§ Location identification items
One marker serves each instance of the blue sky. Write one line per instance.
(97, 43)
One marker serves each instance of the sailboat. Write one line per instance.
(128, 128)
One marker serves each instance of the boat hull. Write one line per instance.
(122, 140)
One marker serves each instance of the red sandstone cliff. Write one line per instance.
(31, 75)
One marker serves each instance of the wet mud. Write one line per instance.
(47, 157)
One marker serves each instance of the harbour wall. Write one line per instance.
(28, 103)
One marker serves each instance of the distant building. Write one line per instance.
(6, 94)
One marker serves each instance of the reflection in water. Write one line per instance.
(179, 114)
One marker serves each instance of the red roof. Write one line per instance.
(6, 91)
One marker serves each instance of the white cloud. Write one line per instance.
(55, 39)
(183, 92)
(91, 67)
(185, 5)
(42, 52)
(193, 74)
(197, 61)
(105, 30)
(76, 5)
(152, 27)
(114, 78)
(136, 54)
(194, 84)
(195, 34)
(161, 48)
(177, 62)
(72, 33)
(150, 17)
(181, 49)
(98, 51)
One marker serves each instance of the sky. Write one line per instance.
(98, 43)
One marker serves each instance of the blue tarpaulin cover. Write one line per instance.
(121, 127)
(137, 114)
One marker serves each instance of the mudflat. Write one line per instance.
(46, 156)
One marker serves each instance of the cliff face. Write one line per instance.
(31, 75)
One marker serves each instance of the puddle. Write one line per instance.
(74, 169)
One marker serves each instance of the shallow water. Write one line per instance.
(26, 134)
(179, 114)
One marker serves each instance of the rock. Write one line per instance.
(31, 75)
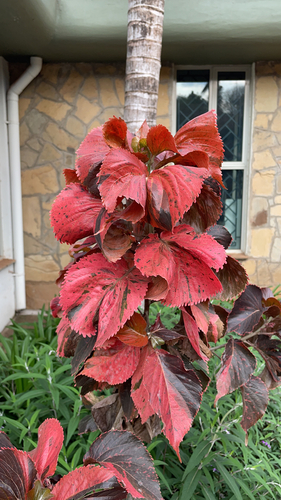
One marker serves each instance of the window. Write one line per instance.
(225, 89)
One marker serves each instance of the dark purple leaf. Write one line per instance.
(255, 400)
(233, 278)
(5, 441)
(221, 235)
(237, 365)
(87, 424)
(247, 311)
(17, 474)
(105, 412)
(126, 399)
(83, 351)
(205, 211)
(124, 455)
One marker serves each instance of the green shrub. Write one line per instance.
(35, 385)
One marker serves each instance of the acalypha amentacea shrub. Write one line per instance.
(140, 214)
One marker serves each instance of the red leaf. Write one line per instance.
(127, 458)
(171, 192)
(133, 332)
(255, 400)
(192, 332)
(17, 474)
(113, 365)
(73, 213)
(50, 441)
(247, 311)
(205, 211)
(159, 139)
(122, 175)
(173, 392)
(237, 366)
(80, 482)
(233, 278)
(182, 260)
(201, 134)
(70, 176)
(115, 132)
(96, 290)
(91, 153)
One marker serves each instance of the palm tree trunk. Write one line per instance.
(144, 43)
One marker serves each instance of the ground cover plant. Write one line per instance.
(122, 458)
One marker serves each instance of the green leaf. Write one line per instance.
(196, 457)
(190, 484)
(229, 480)
(207, 493)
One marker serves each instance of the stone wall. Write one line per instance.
(57, 110)
(264, 236)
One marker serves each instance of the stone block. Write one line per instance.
(36, 121)
(35, 144)
(276, 122)
(48, 153)
(163, 100)
(55, 110)
(86, 111)
(24, 133)
(75, 127)
(31, 216)
(263, 140)
(90, 88)
(23, 106)
(61, 139)
(278, 182)
(40, 180)
(71, 87)
(46, 90)
(276, 250)
(250, 265)
(263, 183)
(261, 240)
(39, 294)
(163, 121)
(275, 210)
(50, 72)
(107, 93)
(28, 157)
(120, 89)
(266, 94)
(261, 120)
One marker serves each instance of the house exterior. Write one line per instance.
(221, 55)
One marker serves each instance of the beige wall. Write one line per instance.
(264, 267)
(67, 100)
(57, 110)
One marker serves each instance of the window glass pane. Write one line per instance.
(230, 109)
(232, 204)
(192, 94)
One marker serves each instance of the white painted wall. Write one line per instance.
(7, 295)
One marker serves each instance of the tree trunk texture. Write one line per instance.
(144, 44)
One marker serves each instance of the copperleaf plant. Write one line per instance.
(140, 215)
(123, 464)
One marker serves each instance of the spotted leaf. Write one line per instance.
(73, 213)
(126, 457)
(50, 440)
(173, 392)
(96, 291)
(237, 366)
(113, 365)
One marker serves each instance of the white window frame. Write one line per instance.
(244, 164)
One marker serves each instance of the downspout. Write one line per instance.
(15, 176)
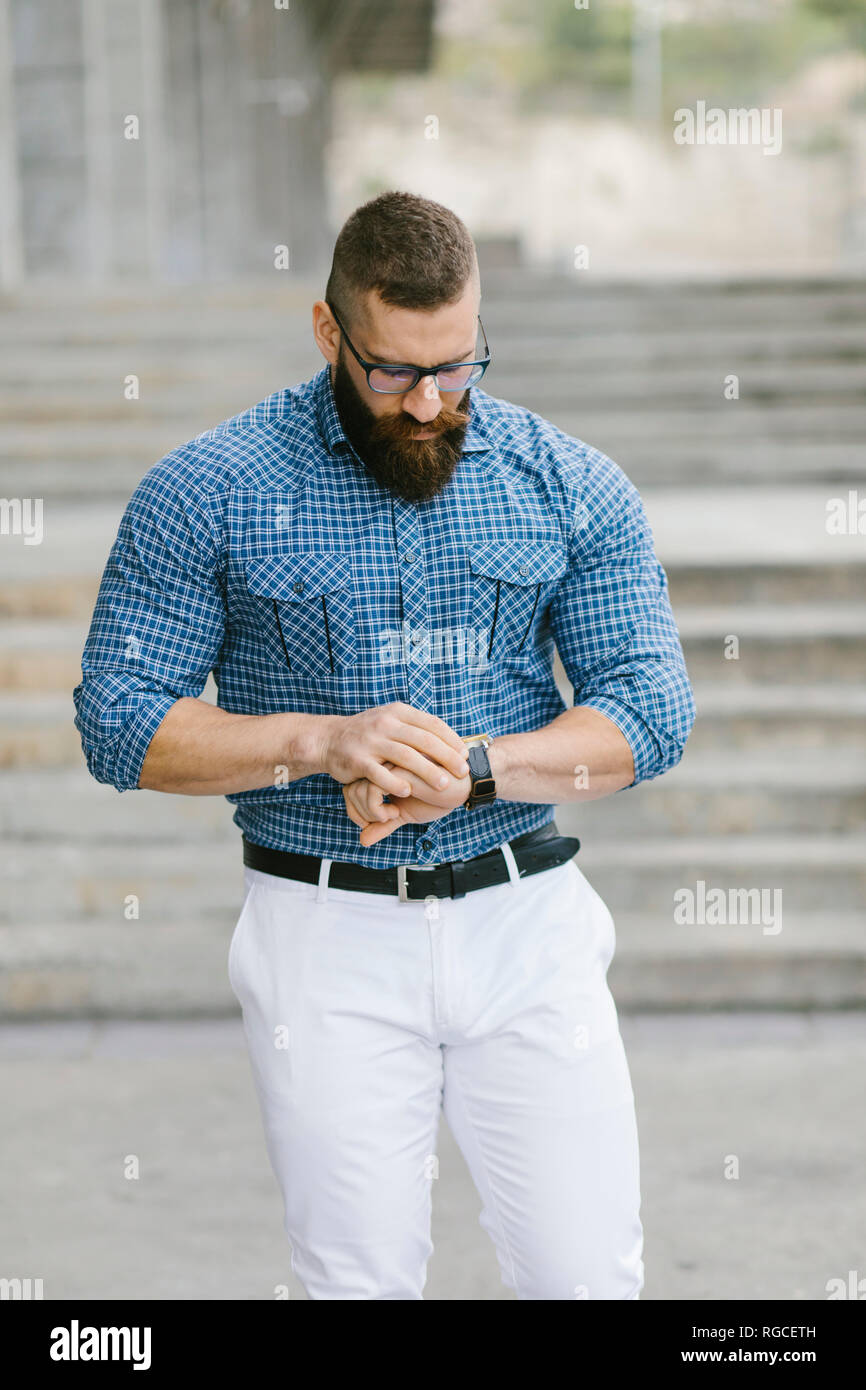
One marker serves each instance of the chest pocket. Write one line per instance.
(510, 581)
(306, 609)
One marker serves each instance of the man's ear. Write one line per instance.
(325, 331)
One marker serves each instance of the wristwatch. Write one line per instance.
(483, 786)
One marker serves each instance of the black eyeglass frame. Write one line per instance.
(410, 366)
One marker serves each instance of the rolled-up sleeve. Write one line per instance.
(157, 626)
(613, 624)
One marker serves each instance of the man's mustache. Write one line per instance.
(403, 428)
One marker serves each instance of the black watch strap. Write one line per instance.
(484, 788)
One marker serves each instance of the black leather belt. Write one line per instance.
(537, 849)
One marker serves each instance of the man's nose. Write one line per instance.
(423, 402)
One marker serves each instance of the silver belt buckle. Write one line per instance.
(402, 894)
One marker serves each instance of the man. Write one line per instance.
(376, 566)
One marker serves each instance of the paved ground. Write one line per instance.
(781, 1093)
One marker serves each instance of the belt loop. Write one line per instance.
(324, 869)
(510, 862)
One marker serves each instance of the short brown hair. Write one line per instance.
(413, 252)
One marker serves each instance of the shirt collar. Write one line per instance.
(332, 430)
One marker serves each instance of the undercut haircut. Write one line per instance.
(413, 252)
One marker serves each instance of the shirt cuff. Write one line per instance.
(644, 747)
(118, 761)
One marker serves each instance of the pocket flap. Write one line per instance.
(519, 562)
(300, 576)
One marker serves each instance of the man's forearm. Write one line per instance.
(203, 751)
(580, 755)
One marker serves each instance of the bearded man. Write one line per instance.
(377, 566)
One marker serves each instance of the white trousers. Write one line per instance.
(364, 1016)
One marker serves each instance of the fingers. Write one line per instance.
(437, 726)
(364, 804)
(439, 754)
(426, 777)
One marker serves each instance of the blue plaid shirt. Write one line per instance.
(264, 552)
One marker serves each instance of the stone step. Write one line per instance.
(45, 591)
(86, 396)
(786, 719)
(275, 346)
(706, 794)
(802, 644)
(797, 642)
(182, 881)
(716, 544)
(815, 961)
(36, 729)
(142, 435)
(720, 795)
(581, 299)
(704, 463)
(177, 968)
(811, 872)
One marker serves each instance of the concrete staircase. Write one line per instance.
(772, 791)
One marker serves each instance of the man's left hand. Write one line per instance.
(377, 818)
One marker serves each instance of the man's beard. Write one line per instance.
(413, 469)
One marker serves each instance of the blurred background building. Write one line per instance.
(171, 181)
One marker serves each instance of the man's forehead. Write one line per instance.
(395, 334)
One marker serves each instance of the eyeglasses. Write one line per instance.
(394, 380)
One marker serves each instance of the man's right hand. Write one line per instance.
(359, 745)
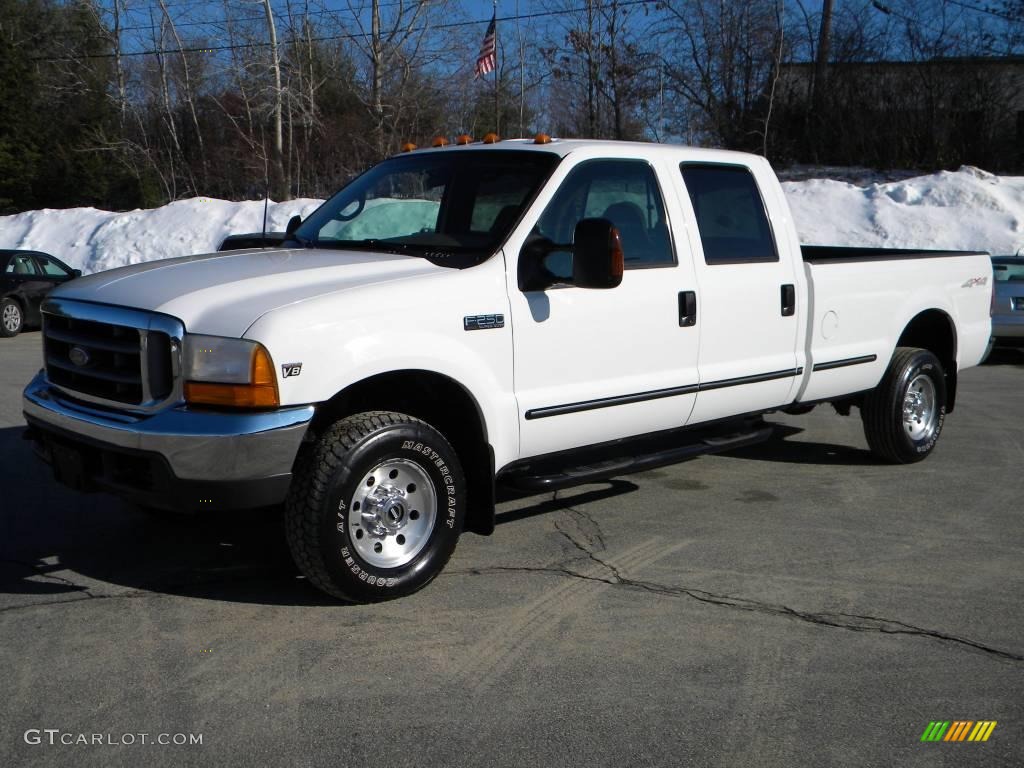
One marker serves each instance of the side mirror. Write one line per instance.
(597, 254)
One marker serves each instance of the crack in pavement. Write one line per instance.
(849, 622)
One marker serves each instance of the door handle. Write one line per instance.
(687, 308)
(788, 300)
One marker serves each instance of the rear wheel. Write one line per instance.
(11, 317)
(903, 416)
(376, 507)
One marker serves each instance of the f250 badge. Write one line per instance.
(482, 322)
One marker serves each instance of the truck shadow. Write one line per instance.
(56, 543)
(1006, 356)
(780, 449)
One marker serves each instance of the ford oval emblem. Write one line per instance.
(79, 356)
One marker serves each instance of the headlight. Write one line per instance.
(236, 373)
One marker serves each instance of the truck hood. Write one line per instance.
(223, 294)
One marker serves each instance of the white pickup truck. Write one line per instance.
(525, 313)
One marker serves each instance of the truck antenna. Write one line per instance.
(266, 200)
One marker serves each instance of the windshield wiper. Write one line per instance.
(381, 245)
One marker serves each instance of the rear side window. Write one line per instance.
(51, 268)
(730, 214)
(22, 264)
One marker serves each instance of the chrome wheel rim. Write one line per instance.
(393, 512)
(921, 413)
(11, 317)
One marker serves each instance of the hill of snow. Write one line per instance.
(966, 209)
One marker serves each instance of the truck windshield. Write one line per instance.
(455, 208)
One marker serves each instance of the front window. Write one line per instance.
(625, 193)
(440, 205)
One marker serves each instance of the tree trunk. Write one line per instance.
(279, 182)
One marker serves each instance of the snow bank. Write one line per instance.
(91, 240)
(966, 209)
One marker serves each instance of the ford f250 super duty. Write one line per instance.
(523, 313)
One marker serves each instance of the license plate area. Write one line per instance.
(69, 466)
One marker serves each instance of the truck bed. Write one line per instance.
(861, 298)
(845, 254)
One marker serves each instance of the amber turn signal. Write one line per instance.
(260, 392)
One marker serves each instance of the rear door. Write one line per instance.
(747, 310)
(591, 365)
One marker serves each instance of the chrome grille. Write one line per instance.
(112, 355)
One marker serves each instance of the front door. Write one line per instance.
(598, 365)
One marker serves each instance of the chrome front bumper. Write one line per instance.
(202, 450)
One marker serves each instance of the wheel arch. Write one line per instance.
(446, 406)
(935, 331)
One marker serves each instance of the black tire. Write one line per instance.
(331, 500)
(11, 318)
(896, 425)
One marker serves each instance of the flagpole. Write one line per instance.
(497, 126)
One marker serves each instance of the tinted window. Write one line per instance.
(730, 214)
(20, 264)
(626, 193)
(51, 268)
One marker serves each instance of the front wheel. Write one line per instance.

§ Work to do
Output exactly the lines from the one containing "One marker serves each instance of the rear door." through the last line of the entries, both ends included.

§ Solution to the exercise
One marker serves each instance of the rear door. Write one line per instance.
(747, 310)
(591, 365)
One marker serves each instance of the chrome grille. Write one line per instance.
(112, 355)
One marker serves each instance of the front door. Write one line per instance.
(598, 365)
One marker serves each instance of the chrome front bumper. Write one line per instance.
(202, 450)
One marker serves each instance of the wheel arch. Write one line per instance.
(446, 406)
(935, 331)
One marker serves each instance of the black tire. Write one line per instance.
(331, 500)
(11, 318)
(896, 425)
One marker serves each instance of the flagpole. Write one line per instance.
(497, 126)
One marker serves each instance of the tinted window. Write one line per instance.
(730, 214)
(20, 264)
(626, 193)
(51, 268)
One marker serves each instance of the front wheel. Write one line per instance.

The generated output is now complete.